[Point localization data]
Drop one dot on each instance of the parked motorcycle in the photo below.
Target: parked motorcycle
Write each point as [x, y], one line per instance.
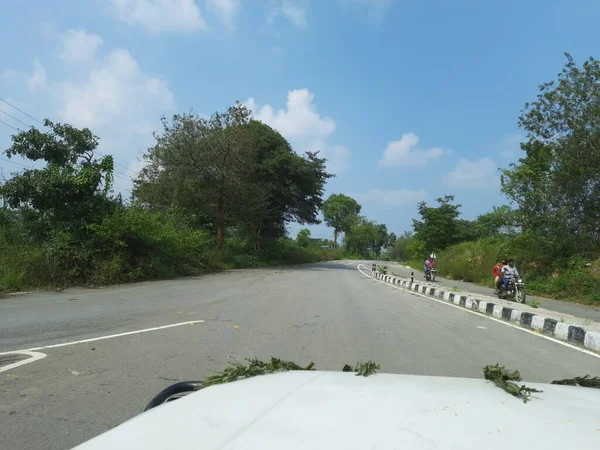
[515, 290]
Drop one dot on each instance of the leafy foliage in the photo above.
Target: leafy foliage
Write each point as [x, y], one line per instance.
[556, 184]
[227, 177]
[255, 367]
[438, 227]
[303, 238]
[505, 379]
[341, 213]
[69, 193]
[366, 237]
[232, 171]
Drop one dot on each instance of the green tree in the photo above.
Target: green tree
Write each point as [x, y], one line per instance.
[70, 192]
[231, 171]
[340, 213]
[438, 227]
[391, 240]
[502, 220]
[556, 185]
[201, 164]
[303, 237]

==

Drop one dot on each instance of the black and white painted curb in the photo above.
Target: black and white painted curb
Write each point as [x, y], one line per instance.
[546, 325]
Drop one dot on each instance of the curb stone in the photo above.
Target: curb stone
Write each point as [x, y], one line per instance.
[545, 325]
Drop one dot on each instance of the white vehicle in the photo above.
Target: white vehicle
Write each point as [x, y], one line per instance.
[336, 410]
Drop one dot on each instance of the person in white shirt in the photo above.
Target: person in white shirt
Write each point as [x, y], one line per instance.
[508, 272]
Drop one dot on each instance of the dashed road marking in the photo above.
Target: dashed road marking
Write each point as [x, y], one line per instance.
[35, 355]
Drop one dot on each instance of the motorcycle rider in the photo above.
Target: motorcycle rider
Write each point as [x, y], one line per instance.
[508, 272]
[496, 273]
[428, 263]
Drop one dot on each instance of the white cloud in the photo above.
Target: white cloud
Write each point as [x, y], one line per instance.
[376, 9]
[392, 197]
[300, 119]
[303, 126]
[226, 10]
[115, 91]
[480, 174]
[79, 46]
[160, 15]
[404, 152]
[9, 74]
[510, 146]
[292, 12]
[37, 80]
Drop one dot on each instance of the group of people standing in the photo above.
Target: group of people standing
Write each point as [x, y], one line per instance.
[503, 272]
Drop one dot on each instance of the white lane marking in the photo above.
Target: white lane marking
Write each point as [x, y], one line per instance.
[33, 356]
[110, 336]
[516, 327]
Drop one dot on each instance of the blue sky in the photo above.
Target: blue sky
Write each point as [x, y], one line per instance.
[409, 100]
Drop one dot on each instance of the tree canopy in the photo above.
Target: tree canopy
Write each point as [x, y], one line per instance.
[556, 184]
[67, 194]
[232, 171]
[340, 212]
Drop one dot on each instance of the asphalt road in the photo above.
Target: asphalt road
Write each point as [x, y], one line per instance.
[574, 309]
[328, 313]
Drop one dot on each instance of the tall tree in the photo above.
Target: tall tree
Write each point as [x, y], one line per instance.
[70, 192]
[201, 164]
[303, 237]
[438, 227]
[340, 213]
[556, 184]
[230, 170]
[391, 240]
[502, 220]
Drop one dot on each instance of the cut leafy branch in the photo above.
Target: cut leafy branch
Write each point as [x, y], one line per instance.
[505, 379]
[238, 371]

_Work instruction:_ Leave the pictures out, and transcribe exactly the lines above starting at the one that contains "Drop one dot on each instance of the parked" and ending at the one that contains "Target: leafy foliage".

_Written answer:_
Drop one dot on each instance of the parked motorcycle in the photo below.
Target: parked motorcycle
Write each point as [x, y], one line per instance.
[515, 290]
Drop one dot on each instance of the leafy foliage in the photo above.
Target: leafy foliage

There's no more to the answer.